• **本文**
════

賭け金は$200/$400(アンティは$100)。
これはオンラインフェルト上で行われた、世界屈指のキャッシュゲームプレイヤー(Linus Loeliger)と世界屈指のトーナメントプレイヤー(Michael Addamo)の一戦だ。

では、その模様をお伝えしよう。

プリフロップ

Addamoは、MPからKd6dで$880にレイズ。
Linusは。ボタンから5s3sでコール。
BTC200K-FORSURE(未知のプレイヤー)がビッグブラインドから未知のハンドでコール。

AddamoとLinusのESは$35,000 (87.5bb)。

簡易的なプリフロップ分析

Addamo はキングシックススーツで正しいレイズを行う。
これは平凡な手札であるが、アンティがあるためレイズできる十分な理由がある。
これはレイズすべき弱いハンドの一つであることは注目に値する(K2s、Q6sはフォールドすべき)。

════

• **提供資料**
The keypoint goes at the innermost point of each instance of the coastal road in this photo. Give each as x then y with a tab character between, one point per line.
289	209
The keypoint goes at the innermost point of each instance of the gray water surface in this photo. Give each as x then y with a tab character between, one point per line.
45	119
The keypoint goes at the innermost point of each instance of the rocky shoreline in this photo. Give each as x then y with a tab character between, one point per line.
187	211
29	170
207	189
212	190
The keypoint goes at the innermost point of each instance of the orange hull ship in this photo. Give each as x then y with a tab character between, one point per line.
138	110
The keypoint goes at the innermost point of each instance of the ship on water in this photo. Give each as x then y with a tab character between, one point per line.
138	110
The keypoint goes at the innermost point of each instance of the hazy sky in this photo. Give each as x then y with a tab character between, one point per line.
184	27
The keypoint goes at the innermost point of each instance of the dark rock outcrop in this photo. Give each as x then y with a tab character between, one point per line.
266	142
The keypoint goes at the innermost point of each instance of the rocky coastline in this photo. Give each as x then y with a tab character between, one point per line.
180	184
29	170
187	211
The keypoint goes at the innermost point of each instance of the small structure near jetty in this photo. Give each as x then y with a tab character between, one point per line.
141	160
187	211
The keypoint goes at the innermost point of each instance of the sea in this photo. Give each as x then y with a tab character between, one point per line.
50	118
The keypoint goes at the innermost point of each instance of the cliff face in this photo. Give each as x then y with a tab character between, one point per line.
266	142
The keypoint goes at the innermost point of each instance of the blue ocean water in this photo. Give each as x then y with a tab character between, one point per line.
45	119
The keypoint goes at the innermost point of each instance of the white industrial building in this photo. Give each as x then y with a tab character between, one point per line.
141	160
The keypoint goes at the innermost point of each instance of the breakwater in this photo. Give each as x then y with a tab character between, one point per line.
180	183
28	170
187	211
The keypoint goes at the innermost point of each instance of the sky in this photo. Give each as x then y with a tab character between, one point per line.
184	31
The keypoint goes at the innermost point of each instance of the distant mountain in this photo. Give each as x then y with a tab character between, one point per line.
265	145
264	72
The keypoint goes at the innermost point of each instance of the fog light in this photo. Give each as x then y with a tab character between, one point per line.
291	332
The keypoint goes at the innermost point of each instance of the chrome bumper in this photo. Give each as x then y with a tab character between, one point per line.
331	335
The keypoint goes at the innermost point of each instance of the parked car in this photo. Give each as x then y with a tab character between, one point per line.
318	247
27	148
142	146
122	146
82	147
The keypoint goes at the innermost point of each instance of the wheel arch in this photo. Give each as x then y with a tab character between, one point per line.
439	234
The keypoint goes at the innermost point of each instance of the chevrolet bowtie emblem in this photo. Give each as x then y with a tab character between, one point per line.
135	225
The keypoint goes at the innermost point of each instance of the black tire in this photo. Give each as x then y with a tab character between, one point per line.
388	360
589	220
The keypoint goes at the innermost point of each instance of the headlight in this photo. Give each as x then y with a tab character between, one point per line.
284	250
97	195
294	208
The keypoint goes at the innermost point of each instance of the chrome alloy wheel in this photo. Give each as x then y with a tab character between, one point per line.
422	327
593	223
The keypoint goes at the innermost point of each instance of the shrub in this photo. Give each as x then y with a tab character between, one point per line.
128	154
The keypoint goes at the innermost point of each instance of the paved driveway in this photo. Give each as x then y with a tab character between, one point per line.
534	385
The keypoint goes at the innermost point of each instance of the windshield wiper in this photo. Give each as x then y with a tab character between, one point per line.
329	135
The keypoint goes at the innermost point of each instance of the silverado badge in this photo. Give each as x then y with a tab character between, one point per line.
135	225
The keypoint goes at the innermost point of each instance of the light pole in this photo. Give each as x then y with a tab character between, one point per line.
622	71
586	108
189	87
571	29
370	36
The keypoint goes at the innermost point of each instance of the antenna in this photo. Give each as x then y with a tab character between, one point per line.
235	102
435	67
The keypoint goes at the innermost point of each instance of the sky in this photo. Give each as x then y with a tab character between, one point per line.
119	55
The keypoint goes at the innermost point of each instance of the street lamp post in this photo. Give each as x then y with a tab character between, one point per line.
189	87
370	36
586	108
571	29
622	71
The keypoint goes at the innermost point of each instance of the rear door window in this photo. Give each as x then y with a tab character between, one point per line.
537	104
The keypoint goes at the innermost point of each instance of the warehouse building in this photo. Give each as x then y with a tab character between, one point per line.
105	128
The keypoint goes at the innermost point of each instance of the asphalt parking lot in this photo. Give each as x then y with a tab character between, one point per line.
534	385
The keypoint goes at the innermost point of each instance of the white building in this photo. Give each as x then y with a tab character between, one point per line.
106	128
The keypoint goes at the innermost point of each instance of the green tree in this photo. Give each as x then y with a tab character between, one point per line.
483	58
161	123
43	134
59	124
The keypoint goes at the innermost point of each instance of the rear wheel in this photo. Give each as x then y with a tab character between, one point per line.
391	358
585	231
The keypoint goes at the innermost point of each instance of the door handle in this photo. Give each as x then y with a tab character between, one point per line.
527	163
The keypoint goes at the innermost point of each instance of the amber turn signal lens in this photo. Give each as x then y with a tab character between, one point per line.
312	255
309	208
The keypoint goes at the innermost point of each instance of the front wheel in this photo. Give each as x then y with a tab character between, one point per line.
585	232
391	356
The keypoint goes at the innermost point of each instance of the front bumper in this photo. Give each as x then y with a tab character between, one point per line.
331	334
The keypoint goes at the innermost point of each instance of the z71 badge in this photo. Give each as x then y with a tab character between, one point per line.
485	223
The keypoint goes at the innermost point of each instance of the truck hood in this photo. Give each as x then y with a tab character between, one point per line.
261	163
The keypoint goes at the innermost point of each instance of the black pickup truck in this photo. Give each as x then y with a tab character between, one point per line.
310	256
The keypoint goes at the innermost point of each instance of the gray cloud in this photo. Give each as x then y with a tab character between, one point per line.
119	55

════

• **課題**
ポーカーの一戦を解説した本文を、最初から最後まで一字一句変えずに書き写すこと。

• **結果**
賭け金は$200/$400(アンティは$100)。
これはオンラインフェルト上で行われた、世界屈指のキャッシュゲームプレイヤー(Linus Loeliger)と世界屈指のトーナメントプレイヤー(Michael Addamo)の一戦だ。

では、その模様をお伝えしよう。

プリフロップ

Addamoは、MPからKd6dで$880にレイズ。
Linusは。ボタンから5s3sでコール。
BTC200K-FORSURE(未知のプレイヤー)がビッグブラインドから未知のハンドでコール。

AddamoとLinusのESは$35,000 (87.5bb)。

簡易的なプリフロップ分析

Addamo はキングシックススーツで正しいレイズを行う。
これは平凡な手札であるが、アンティがあるためレイズできる十分な理由がある。
これはレイズすべき弱いハンドの一つであることは注目に値する(K2s、Q6sはフォールドすべき)。